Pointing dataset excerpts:

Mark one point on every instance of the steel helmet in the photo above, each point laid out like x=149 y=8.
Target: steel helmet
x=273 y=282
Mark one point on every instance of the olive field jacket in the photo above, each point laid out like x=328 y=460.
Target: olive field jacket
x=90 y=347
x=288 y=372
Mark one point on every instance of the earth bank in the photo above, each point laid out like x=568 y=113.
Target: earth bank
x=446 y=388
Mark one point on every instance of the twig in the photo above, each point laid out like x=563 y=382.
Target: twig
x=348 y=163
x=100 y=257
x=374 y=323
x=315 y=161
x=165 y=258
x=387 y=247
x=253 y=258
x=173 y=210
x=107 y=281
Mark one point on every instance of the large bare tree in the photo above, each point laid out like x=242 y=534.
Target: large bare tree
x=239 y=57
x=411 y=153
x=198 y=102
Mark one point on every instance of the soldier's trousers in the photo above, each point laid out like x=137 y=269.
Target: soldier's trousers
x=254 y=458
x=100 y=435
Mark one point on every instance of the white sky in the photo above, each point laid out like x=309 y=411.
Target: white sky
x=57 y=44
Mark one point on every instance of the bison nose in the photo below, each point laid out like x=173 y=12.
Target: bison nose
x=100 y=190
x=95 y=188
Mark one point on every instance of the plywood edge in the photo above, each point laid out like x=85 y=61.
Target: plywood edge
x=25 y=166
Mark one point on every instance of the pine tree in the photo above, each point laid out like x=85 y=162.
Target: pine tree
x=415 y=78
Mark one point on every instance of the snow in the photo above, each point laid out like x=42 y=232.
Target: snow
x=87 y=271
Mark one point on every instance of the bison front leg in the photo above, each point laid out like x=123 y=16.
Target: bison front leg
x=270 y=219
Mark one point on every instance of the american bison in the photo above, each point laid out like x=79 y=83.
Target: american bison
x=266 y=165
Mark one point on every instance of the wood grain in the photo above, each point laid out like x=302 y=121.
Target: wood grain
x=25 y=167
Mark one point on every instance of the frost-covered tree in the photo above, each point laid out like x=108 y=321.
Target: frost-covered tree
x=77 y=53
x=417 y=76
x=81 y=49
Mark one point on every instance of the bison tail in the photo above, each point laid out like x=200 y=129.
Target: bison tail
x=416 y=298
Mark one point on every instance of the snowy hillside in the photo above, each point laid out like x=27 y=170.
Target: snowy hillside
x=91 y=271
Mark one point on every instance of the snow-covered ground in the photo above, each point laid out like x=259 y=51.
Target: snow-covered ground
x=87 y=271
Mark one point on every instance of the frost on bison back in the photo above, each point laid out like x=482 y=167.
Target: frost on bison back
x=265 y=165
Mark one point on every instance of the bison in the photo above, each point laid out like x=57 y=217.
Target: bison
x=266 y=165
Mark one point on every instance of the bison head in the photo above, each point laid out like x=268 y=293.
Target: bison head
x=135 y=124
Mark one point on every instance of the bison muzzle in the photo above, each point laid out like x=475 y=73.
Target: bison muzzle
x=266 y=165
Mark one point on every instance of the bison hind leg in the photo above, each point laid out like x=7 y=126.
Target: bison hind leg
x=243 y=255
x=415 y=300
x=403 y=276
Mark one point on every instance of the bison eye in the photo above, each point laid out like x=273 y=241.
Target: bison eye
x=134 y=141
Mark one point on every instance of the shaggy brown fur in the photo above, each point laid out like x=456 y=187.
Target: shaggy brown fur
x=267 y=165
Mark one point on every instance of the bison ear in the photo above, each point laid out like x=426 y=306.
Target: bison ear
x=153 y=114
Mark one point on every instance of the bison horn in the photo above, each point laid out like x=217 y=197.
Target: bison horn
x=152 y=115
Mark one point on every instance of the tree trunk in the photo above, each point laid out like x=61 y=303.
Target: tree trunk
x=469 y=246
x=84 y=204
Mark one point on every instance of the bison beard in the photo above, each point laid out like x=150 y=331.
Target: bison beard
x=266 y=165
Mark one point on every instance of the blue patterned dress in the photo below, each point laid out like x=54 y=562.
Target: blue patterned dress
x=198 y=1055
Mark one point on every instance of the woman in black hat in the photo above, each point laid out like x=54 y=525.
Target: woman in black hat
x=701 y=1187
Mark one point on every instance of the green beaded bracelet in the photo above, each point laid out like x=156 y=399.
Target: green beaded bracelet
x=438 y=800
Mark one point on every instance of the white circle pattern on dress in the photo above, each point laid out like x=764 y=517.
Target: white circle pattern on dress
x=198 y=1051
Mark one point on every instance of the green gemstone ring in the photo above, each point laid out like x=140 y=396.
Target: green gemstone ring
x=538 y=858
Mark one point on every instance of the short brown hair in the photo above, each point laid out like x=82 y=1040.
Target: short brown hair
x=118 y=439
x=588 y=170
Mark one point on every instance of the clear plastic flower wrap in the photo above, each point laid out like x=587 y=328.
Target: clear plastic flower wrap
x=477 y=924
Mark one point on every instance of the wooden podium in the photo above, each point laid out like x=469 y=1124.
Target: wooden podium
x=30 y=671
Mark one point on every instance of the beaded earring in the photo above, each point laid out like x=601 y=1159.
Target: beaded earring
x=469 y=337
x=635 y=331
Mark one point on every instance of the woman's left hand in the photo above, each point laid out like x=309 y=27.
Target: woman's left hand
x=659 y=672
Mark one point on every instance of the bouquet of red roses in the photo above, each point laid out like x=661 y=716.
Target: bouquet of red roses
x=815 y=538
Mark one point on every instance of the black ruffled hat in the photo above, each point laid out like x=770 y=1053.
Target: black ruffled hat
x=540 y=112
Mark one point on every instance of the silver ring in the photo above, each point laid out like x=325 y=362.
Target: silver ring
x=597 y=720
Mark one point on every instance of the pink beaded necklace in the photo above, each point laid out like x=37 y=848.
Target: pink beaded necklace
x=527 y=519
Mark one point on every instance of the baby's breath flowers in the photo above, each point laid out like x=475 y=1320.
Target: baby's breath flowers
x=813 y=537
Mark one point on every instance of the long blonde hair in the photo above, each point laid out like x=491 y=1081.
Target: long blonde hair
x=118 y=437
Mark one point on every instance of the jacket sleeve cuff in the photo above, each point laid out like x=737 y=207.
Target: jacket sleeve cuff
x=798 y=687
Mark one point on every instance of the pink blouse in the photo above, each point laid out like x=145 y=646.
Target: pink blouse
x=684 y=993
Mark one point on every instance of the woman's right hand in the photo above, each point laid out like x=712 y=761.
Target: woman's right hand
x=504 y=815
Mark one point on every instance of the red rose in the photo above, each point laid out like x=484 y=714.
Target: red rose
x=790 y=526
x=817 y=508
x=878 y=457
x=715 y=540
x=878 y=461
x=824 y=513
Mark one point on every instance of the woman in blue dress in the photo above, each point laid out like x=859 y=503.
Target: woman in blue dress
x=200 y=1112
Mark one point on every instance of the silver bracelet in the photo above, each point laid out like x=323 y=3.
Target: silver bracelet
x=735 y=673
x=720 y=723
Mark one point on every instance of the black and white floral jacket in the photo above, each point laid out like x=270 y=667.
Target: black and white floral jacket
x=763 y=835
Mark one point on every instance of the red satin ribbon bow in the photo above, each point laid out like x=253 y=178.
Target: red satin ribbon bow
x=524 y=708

> DIRECTIONS FOR THIS TASK
Copy every line of the rows above without changing anything.

> CORRECT RESPONSE
Mark one point on every instance of the steel helmet in the photo above, each point laid out like x=149 y=8.
Target: steel helmet
x=273 y=282
Mark one point on every instance of the olive field jacket in the photo above, each point laid out like x=328 y=460.
Target: olive field jacket
x=90 y=347
x=288 y=372
Mark one point on every instance of the earth bank in the photo above, each point laid out like x=568 y=113.
Target: earth bank
x=446 y=388
Mark one point on every instance of the twig in the photo above, each point laid out like x=563 y=382.
Target: twig
x=348 y=163
x=100 y=257
x=374 y=323
x=315 y=161
x=165 y=258
x=387 y=247
x=253 y=258
x=173 y=210
x=107 y=281
Mark one point on every instance of the large bare tree in the photo above, each point laid out like x=242 y=534.
Target: large bare tree
x=239 y=57
x=411 y=153
x=198 y=102
Mark one point on every instance of the soldier's trousers in the photo above, each point laid out like x=137 y=269.
Target: soldier's trousers
x=254 y=458
x=100 y=435
Mark one point on every instance of the white sky in the photo above, each point laid out like x=309 y=411.
Target: white sky
x=57 y=44
Mark one point on every instance of the bison nose in the photo below, each point laid out like x=173 y=12.
Target: bison nose
x=100 y=190
x=95 y=188
Mark one point on every instance of the plywood edge in the photo above, each point laid out like x=85 y=61.
Target: plywood edge
x=25 y=166
Mark one point on every instance of the pine tree in the photo above, each point laid out like x=85 y=162.
Target: pine tree
x=415 y=78
Mark one point on every instance of the snow in the photo above, each point laid out like x=42 y=232.
Target: snow
x=87 y=271
Mark one point on every instance of the bison front leg in the photo above, each point laid out like x=123 y=16.
Target: bison front leg
x=270 y=219
Mark one point on every instance of the american bison in the photo above, each point laid out like x=79 y=83.
Target: american bison
x=266 y=165
Mark one point on every instance of the wood grain in the photo above, each point laid out like x=302 y=121.
Target: wood grain
x=25 y=167
Mark one point on every instance of the frost-covered tree in the photo above, each point laid out like x=108 y=321.
Target: frost-covered tree
x=77 y=53
x=417 y=76
x=81 y=49
Mark one point on every instance of the bison tail in the photo above, each point laid out like x=200 y=129.
Target: bison tail
x=416 y=298
Mark one point on every instance of the snowy hillside in the photo above, each point laid out like x=27 y=170.
Target: snowy hillside
x=91 y=271
Mark one point on every instance of the snow-covered ground in the photo above, each point laid out like x=259 y=51.
Target: snow-covered ground
x=87 y=271
Mark one point on every instance of the frost on bison back in the photo above, each point laid out like x=482 y=167.
Target: frost on bison back
x=265 y=165
Mark one point on every instance of the bison in the photo above, each point laid out like x=57 y=217.
Target: bison
x=266 y=165
Mark one point on every instance of the bison head in the photo above, each point laid out like x=268 y=293.
Target: bison head
x=135 y=124
Mark one point on every instance of the bison muzzle in the photo above, each point laid out like x=475 y=73.
Target: bison muzzle
x=266 y=165
Mark one point on every instance of the bison hind leg in the photo above, each point laid out like x=7 y=126.
Target: bison hind leg
x=243 y=255
x=415 y=300
x=403 y=276
Mark one point on every instance of the bison eye in the photo above, each point laid out like x=273 y=241.
Target: bison eye
x=134 y=141
Mark one point on every instance of the shaggy brown fur in the photo above, each point laid out like x=456 y=187.
Target: shaggy brown fur
x=267 y=165
Mark one point on every instance of the bison ear in the photo above, each point laid out like x=426 y=306.
Target: bison ear
x=153 y=114
Mark one point on every instance of the bison horn in the photo above, each point laid out like x=217 y=197.
Target: bison horn
x=152 y=115
Mark one point on every instance of the tree trunk in the photo above, each point laid out like x=61 y=303.
Target: tree trunk
x=469 y=246
x=84 y=204
Mark one point on every instance of the bison beard in the photo above, each point laid out like x=150 y=331.
Target: bison beard
x=266 y=165
Mark one point on every instance of the blue patterned dress in the photo below, each point laid out like x=54 y=562.
Target: blue patterned dress
x=198 y=1055
Mark one point on every instance of the woman in black hat in the photo above, each point laid out like x=54 y=525.
Target: woman in black hat
x=701 y=1187
Mark one point on every instance of the green beaded bracelet in the photo above, each point laid out like x=156 y=399.
Target: green beaded bracelet
x=438 y=800
Mark one point on every instance of the white circle pattern on dress in the photo above, each point laid out like x=764 y=517.
Target: white circle pattern on dress
x=198 y=1051
Mark one point on every instance of the green gemstone ring in the photo above, each point laid out like x=140 y=396.
Target: green gemstone ring
x=538 y=858
Mark one point on every instance of the short brown hair in the photo above, each point laid out like x=82 y=1040.
Target: short brown hair
x=118 y=439
x=588 y=170
Mark one point on every instance of the clear plastic flower wrap in the photo above, each point laid out like x=587 y=328.
Target: clear plastic flower wrap
x=477 y=924
Mark one point on every instance of the wooden podium in the photo above, each point laid out like x=469 y=1124.
Target: wooden podium
x=30 y=671
Mark one point on every instance of the beaded earring in the photo above, each point laid out like x=601 y=1159.
Target: beaded earring
x=469 y=337
x=635 y=331
Mark one point on every instance of the woman's left hand in the photo above, each point laid out like x=309 y=27.
Target: woman's left hand
x=659 y=672
Mark one point on every instance of the bouquet of red roses in the photo above, each point laid out like x=661 y=716.
Target: bouquet of red roses
x=815 y=538
Mark one point on every instance of the black ruffled hat in the photo above, each point laid out like x=770 y=1053.
Target: black ruffled hat
x=540 y=112
Mark one point on every instance of the silver ring in the photo above, each point laid out like x=325 y=362.
Target: silver ring
x=597 y=720
Mark one point on every instance of the pink beaded necklace in the photo above, each point laid out like x=37 y=848.
Target: pink beaded necklace
x=527 y=519
Mark one point on every instance of the baby's breath flowers in the photo above, each point laid out like x=475 y=1320.
Target: baby's breath flowers
x=813 y=537
Mark one point on every instance of the long blonde hair in the photo above, each point laid out like x=491 y=1081.
Target: long blonde hair
x=118 y=437
Mark one point on every instance of the jacket sleeve cuff in the photo above, each point laid out like x=737 y=207.
Target: jacket sleeve cuff
x=798 y=687
Mark one point on every instance of the pink blouse in the photo above, each point laid out like x=145 y=646.
Target: pink blouse
x=684 y=993
Mark one point on every instance of the woman's right hand in the photo above, each point laid out like x=712 y=761.
Target: woman's right hand
x=504 y=815
Mark one point on every instance of the red rose in the photo above, each point laid out like x=484 y=714.
Target: red rose
x=790 y=526
x=817 y=508
x=878 y=457
x=715 y=540
x=878 y=461
x=824 y=513
Mark one point on every instance of the woman in blue dress in the photo above, each point laid out like x=859 y=503.
Target: woman in blue dress
x=200 y=1112
Mark one point on every instance of the silver bracelet in the photo above, each point laid out like x=323 y=3.
Target: silver bracelet
x=735 y=673
x=720 y=723
Mark one point on every instance of the black and white floral jacket in the photo above, each point laid out like x=270 y=667.
Target: black and white floral jacket
x=763 y=835
Mark one point on every instance of the red satin ribbon bow in the photo above, each point laid out like x=253 y=178.
Target: red satin ribbon bow
x=524 y=708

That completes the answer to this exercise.